» ASSIGNMENT
Find "[pin] black hockey helmet" in the records that follow; print that line and each subsequent line through the last one, verbatim and with nothing added.

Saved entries

········

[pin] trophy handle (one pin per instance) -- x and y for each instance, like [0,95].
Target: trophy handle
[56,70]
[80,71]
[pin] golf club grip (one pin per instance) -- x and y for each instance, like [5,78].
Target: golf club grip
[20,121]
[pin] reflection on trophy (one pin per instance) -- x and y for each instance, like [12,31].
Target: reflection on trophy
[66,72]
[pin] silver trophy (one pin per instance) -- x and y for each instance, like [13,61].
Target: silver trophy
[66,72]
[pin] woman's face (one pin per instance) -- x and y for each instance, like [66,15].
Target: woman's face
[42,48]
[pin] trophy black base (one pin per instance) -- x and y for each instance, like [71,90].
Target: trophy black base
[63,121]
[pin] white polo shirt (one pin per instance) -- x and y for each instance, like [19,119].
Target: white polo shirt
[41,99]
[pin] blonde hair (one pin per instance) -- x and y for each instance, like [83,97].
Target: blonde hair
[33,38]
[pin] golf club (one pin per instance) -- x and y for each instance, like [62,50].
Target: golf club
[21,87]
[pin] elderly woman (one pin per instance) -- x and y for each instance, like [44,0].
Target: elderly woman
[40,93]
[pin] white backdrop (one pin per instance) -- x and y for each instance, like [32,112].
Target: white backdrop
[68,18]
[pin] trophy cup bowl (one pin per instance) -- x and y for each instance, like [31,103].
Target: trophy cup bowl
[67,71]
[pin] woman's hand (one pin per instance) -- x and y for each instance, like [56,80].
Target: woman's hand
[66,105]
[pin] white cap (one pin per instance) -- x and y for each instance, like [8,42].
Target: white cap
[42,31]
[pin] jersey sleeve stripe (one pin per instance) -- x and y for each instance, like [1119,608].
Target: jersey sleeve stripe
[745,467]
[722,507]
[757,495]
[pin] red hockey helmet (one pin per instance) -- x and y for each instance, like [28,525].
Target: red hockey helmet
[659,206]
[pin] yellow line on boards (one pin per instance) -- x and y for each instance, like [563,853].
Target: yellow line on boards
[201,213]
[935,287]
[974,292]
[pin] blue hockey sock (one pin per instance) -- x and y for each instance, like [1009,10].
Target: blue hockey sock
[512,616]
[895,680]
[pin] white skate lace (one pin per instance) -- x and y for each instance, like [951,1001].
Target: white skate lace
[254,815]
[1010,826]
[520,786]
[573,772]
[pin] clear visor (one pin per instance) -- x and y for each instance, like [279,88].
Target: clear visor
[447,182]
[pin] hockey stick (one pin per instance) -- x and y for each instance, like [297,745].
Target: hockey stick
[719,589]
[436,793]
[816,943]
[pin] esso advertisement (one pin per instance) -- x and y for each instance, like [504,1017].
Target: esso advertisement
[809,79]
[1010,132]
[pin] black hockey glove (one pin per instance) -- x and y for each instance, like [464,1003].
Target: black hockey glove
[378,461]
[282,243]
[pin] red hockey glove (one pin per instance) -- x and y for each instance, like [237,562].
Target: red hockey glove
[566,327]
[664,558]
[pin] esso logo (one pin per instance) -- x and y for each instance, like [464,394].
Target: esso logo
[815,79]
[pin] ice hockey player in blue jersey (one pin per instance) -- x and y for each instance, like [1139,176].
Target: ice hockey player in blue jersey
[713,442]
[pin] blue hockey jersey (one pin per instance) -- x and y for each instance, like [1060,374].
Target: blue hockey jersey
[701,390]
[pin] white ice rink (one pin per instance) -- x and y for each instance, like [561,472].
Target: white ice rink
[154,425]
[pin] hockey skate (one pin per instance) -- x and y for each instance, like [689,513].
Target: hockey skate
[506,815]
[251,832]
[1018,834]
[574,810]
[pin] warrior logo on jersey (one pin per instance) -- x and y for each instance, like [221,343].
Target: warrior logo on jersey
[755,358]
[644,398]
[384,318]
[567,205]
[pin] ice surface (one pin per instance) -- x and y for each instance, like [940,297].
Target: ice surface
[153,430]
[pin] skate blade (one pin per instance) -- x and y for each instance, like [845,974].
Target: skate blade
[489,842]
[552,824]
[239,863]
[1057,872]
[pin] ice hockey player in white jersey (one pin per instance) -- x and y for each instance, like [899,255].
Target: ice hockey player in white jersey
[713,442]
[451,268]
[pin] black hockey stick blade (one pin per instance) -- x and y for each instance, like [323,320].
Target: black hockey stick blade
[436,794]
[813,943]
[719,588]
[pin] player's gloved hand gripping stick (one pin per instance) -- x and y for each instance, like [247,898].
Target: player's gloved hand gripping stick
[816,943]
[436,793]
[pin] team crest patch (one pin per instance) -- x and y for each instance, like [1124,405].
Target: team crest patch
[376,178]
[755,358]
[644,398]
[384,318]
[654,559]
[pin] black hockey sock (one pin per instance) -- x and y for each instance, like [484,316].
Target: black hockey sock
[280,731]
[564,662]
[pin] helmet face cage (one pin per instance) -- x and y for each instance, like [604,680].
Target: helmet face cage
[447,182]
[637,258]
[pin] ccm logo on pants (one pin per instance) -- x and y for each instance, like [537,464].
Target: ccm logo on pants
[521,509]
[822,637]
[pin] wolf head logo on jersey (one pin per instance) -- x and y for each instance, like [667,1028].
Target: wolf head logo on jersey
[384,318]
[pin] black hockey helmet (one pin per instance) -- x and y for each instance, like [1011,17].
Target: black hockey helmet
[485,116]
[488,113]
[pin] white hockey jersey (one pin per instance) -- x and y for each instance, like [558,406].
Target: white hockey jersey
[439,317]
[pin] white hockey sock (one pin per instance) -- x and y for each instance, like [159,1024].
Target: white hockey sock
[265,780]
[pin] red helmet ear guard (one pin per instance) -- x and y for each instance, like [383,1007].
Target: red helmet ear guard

········

» FINISHED EXERCISE
[pin] black hockey helmet (one pin per instance) -- x and y for each instance, like [1011,17].
Target: black hockey helmet
[485,116]
[488,113]
[pin] white hockey jersey (one pin per instance) -- x and y for each instance, like [558,406].
Target: white hockey jersey
[439,317]
[pin] white hockey sock (one pin per instance) -- x and y for each instance, like [159,1024].
Target: white hockey sock
[265,780]
[pin] red helmet ear guard (one pin per instance) -- x and y for each instance, like [383,1007].
Target: red helmet ear guard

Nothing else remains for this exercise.